═════ Zu untersuchender Text ═════

Es mag zwar immer wieder vorkommen, dass Asylsuchende während der Bearbeitung ihres Asylantrags in Italien auf sich alleine gestellt und zum Teil auch obdachlos sind. Dies und auch die zum Teil lange Dauer der Asylverfahren ist darauf zurückzuführen, dass das italienische Asylsystem aufgrund der momentan hohen Asylbewerberzahlen stark ausgelastet und an der Kapazitätsgrenze ist. Dennoch ist in dem Mitgliedstaat Italien ein an sich funktionierendes Asylsystem vorhanden. Von insgesamt 35.180 Entscheidungen über die Zuerkennung eines Schutzstatus fielen im Jahr 2014 20.580 Entscheidungen positiv aus (vgl. Pro Asyl, Zahlen und Fakten 2014). Mit ca. 59 Prozent bringt das italienische Asylverfahren damit eine seit Jahren gleichbleibend hohe Schutzquote hervor (vgl. Schweizerische Flüchtlingshilfe, Italien: Aufnahmebedingungen, Aktuelle Situation von Asylsuchenden und Schutzberechtigten, insbesondere Dublin-Rückkehrenden, Bern, Oktober 2013, S. 7). Dies kann als Zeichen für ein funktionierendes System gesehen werden. So stellt auch der UNHCR fest, dass Anstrengungen unternommen wurden, die Verfahren zu beschleunigen (vgl. UNHCR, Empfehlungen zu wichtigen Aspekten des Flüchtlingsschutzes in Italien, Juli 2013, S. 6 f.).

═════

[Arbeitsauftrag]
Nenne alle Organisationen, auf die der Text zum Asylsystem in Italien in seinen Klammerangaben mit „vgl.“ als Quelle verweist.

═════ Gezeigte Auflistung ═════

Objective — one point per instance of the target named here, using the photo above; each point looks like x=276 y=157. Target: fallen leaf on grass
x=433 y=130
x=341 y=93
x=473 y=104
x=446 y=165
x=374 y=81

═════

[Lösung siehe unten]
- Pro Asyl
- Schweizerische Flüchtlingshilfe
- UNHCR